### RECORDS SUPPLIED ###
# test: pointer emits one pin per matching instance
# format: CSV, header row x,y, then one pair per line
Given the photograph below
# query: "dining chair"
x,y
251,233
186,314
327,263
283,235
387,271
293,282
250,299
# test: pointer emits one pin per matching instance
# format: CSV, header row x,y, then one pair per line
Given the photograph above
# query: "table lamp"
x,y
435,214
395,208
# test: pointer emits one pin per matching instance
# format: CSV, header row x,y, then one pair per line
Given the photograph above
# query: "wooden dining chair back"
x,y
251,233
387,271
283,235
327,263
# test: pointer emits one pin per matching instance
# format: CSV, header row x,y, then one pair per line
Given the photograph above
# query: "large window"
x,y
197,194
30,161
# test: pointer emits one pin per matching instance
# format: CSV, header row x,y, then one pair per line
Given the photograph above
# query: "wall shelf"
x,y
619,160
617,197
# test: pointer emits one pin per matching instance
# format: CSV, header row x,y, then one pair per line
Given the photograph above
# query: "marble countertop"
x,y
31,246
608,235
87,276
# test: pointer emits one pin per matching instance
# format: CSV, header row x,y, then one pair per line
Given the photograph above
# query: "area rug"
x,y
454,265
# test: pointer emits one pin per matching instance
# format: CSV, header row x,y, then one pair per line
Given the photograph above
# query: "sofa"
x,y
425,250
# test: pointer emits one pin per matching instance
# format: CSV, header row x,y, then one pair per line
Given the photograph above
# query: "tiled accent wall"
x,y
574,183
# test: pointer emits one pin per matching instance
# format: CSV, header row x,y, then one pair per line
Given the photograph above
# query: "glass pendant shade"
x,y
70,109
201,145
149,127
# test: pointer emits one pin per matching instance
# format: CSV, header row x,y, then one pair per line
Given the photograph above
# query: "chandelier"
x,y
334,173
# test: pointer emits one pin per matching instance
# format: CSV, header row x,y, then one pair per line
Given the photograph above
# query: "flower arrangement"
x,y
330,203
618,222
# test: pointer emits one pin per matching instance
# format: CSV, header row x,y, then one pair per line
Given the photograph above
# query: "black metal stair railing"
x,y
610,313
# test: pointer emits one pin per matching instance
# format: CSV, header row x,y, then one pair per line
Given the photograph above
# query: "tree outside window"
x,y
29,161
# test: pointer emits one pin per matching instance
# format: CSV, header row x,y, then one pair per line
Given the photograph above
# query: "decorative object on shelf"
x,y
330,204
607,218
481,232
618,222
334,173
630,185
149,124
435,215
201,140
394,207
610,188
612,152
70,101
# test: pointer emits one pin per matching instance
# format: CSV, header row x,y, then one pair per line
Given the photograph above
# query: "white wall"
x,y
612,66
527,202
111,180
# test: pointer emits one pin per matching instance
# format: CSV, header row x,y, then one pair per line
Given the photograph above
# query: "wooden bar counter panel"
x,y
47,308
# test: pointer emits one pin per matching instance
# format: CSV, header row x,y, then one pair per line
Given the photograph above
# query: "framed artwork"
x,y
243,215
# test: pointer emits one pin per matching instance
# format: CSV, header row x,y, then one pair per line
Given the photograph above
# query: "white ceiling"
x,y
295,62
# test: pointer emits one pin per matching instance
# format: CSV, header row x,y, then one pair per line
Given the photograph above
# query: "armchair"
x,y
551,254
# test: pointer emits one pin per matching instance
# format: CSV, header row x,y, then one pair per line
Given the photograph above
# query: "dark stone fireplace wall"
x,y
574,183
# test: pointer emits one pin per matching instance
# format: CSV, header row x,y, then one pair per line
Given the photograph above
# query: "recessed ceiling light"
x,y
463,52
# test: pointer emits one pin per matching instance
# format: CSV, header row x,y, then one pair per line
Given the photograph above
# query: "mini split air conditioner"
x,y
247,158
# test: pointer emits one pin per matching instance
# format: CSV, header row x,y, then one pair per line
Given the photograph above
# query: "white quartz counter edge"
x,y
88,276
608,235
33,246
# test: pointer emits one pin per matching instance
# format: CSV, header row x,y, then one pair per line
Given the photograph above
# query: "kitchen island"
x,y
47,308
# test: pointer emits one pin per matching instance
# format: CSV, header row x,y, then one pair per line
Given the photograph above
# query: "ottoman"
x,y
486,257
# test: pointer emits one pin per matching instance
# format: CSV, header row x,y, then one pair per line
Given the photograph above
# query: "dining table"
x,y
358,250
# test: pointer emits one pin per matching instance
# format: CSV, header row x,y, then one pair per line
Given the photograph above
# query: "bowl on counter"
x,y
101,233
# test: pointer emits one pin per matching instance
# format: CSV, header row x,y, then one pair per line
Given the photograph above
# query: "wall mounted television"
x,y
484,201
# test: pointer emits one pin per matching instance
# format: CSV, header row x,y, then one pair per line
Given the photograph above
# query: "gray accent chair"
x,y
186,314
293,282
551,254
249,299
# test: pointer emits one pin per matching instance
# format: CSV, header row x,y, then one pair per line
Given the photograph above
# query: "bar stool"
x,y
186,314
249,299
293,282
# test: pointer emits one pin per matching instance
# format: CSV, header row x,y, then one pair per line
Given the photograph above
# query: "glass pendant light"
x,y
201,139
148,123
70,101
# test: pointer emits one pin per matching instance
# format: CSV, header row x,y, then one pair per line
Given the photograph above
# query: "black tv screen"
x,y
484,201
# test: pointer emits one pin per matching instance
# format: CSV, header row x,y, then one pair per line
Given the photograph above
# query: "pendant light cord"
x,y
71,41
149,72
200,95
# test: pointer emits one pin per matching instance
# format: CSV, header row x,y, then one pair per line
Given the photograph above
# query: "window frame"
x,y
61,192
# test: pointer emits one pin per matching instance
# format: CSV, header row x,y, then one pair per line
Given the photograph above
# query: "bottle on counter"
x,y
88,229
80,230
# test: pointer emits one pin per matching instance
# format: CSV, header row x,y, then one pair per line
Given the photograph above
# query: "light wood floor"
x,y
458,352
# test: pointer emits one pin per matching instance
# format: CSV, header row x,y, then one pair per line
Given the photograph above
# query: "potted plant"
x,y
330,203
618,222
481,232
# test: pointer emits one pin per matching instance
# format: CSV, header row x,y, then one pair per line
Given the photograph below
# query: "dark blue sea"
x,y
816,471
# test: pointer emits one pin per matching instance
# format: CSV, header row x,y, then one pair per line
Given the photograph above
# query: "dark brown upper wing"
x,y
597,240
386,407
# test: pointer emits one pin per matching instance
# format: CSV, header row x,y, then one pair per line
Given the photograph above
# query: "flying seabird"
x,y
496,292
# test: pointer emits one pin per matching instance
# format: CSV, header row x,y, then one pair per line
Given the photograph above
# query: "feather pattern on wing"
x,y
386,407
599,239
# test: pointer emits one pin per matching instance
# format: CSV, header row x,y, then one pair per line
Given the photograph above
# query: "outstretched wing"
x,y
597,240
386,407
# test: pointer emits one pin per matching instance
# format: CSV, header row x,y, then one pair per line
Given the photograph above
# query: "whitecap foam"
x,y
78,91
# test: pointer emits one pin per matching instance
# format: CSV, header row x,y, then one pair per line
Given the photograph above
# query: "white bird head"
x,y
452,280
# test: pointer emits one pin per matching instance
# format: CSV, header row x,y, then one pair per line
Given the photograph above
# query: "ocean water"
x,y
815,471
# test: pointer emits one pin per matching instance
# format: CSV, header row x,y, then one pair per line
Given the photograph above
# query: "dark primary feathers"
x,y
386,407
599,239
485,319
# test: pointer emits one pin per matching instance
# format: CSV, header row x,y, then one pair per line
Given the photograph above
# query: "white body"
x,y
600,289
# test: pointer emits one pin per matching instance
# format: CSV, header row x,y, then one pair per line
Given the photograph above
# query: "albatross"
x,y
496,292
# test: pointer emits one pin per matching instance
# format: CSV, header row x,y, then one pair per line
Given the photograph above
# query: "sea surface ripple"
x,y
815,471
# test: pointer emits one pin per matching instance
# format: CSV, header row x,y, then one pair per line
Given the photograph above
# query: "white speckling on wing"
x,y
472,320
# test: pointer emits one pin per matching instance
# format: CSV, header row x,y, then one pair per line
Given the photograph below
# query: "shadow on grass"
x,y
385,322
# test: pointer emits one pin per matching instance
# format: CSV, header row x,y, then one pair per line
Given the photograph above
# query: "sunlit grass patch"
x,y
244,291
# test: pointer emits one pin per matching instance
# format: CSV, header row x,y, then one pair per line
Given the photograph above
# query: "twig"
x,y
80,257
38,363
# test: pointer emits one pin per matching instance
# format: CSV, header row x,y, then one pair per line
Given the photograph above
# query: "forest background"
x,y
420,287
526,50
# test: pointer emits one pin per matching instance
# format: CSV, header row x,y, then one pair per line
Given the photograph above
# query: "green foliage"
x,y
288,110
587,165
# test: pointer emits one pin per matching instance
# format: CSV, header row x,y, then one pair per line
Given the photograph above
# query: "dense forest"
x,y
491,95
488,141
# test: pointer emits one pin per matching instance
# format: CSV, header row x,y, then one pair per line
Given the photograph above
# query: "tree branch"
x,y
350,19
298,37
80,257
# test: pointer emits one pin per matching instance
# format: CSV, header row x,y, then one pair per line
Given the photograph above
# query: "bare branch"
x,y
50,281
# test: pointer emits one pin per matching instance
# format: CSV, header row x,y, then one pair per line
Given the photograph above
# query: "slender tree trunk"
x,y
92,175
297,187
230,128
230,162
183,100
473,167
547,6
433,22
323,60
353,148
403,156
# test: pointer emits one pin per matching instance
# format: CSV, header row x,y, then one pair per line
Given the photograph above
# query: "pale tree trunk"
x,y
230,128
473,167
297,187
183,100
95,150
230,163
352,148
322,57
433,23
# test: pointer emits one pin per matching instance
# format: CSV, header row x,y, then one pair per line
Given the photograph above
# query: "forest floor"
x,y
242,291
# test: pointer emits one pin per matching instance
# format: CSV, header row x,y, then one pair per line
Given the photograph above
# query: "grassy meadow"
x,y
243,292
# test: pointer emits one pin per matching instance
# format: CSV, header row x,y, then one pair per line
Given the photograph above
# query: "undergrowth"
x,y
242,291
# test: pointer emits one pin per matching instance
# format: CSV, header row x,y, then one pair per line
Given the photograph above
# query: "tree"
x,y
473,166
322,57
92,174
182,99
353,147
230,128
###
*TASK INSTRUCTIONS*
Gather every line of the records that contains the string "forest" and copy each one out.

*THE RESULT*
# query: "forest background"
# query: "dense forest"
# query: "forest floor"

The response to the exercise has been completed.